Your job is to write out each record precisely as it stands.

————————

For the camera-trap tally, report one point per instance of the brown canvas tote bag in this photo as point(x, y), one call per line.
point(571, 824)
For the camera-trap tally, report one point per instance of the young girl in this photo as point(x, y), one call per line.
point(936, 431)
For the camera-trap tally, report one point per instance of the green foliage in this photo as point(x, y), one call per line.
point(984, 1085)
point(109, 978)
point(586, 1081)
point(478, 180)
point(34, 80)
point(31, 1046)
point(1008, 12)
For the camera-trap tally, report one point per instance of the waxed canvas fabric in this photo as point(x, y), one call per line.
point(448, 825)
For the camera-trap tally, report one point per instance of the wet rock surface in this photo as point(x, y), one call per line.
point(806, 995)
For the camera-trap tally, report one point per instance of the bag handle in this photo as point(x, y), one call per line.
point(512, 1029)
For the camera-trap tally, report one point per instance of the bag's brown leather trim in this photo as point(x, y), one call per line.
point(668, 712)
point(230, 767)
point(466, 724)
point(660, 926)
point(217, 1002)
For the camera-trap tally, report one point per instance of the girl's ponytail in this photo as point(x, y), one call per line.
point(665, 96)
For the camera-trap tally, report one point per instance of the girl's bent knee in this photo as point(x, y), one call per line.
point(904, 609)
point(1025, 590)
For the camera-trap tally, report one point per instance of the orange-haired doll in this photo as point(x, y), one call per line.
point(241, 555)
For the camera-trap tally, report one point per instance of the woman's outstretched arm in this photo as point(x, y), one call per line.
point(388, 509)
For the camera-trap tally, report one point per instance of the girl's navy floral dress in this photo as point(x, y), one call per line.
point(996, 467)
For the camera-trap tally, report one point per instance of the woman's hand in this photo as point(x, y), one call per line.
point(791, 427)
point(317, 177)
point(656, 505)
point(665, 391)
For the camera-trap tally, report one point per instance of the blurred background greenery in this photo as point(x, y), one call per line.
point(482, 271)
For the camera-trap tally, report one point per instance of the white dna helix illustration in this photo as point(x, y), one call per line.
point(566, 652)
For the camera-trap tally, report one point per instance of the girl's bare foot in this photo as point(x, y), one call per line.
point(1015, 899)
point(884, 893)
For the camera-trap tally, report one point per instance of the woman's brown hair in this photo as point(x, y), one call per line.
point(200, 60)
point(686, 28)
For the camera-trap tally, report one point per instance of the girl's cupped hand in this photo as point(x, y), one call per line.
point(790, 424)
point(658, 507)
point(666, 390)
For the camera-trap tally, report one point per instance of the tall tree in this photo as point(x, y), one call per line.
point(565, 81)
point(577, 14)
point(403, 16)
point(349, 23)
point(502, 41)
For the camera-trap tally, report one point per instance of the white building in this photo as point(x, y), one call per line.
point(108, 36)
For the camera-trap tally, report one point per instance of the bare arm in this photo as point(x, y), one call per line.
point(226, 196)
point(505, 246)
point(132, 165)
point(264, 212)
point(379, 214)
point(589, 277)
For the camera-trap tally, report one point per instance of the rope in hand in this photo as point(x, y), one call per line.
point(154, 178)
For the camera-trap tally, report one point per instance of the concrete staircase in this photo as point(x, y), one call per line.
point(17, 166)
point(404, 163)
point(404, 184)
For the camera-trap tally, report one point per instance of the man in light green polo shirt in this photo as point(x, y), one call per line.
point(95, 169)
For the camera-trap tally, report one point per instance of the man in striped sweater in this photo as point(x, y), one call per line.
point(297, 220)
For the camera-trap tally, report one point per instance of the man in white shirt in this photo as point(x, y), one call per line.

————————

Response>
For the camera-trap tally, report one point per instance of the brown canvas tote bag in this photo as point(x, y), one call per line.
point(571, 824)
For the camera-trap tally, report one point per instance of the young girl in this photo as point(x, y), one call per line.
point(936, 431)
For the camera-trap tally, report one point per instance of the green foliage in this photo as point(x, y), one call per line.
point(984, 1085)
point(109, 978)
point(586, 1081)
point(478, 180)
point(34, 80)
point(31, 1046)
point(1008, 12)
For the camera-trap tally, report one point per instance of the waxed canvas fabric in this photo as point(x, y), one call per line.
point(448, 825)
For the camera-trap tally, report one point per instance of the wet rock surface in this photo as point(x, y), one call per line.
point(806, 995)
For the camera-trap tally, report one point per instance of the bag handle in this photo as point(x, y), one call per line.
point(512, 1029)
For the camera-trap tally, report one point per instance of the bag's brown leather trim in this photo as point(x, y), one call per line.
point(668, 712)
point(230, 767)
point(466, 724)
point(660, 926)
point(217, 1002)
For the camera-trap tally, report one point per instance of the girl's ponytail in this photo as point(x, y), one call per line.
point(665, 96)
For the camera-trap tally, report one point per instance of the girl's bent knee in this photo as point(x, y), one call per line.
point(904, 609)
point(1025, 590)
For the camera-trap tally, report one point per instance of the orange-haired doll in this photo as point(x, y), one call per line.
point(241, 555)
For the camera-trap tally, report one point per instance of the woman's outstretched arm in this photo as point(x, y), one call per line.
point(388, 509)
For the camera-trap tally, report one point per instance of the girl's navy floral dress in this photo as point(x, y), one call per line.
point(996, 467)
For the camera-trap tally, report one point per instance of the woman's hand in this photo as point(x, y), one call per line.
point(791, 427)
point(317, 177)
point(656, 505)
point(665, 391)
For the camera-trap tally, report one point per instance of the blurred background greenery in this photo as point(x, y), one call per line.
point(482, 271)
For the camera-trap tally, report one point per instance of the white dna helix illustration in this photo as point(x, y), one call per line.
point(566, 652)
For the camera-trap tally, report one point per instance of the girl's bare foot in this photo as point(x, y), one call per line.
point(1015, 899)
point(884, 893)
For the camera-trap tally, report one point per instance of the woman's brown hair in this photo as point(x, y), one call per line.
point(200, 60)
point(686, 28)
For the camera-trap tally, report one point per instance of the girl's cupped hand in this photo as point(x, y), one call per line.
point(790, 424)
point(658, 507)
point(666, 390)
For the camera-trap tally, report one point per instance of the tall tree in this photo as point(x, y), one call per line.
point(565, 81)
point(577, 14)
point(403, 16)
point(349, 23)
point(502, 41)
For the camera-trap tally, report one point per instance of the white building in this photo as point(x, y), one call per line.
point(108, 36)
For the camera-trap tally, report one point per instance of the bare arm in this photo as point(x, y), one call per line.
point(226, 196)
point(505, 246)
point(132, 165)
point(264, 212)
point(379, 214)
point(589, 277)
For the camera-trap tally, report one point per instance of the rope in hand in this photo as point(x, y), one call per line.
point(154, 178)
For the camera-trap tally, report one point per instance of the concrete staircase in this photo as point(x, y), one call per line.
point(17, 166)
point(404, 163)
point(404, 184)
For the camera-trap tally, report one point per instance of the man in light green polo shirt in this photo as point(x, y), one call per line.
point(95, 169)
For the camera-trap tally, report one point per instance of the man in striped sweater in this photo as point(x, y), one call per line.
point(297, 220)
For the camera-trap tally, report one point per instance of the man in white shirt in this photo as point(x, y), one call per line.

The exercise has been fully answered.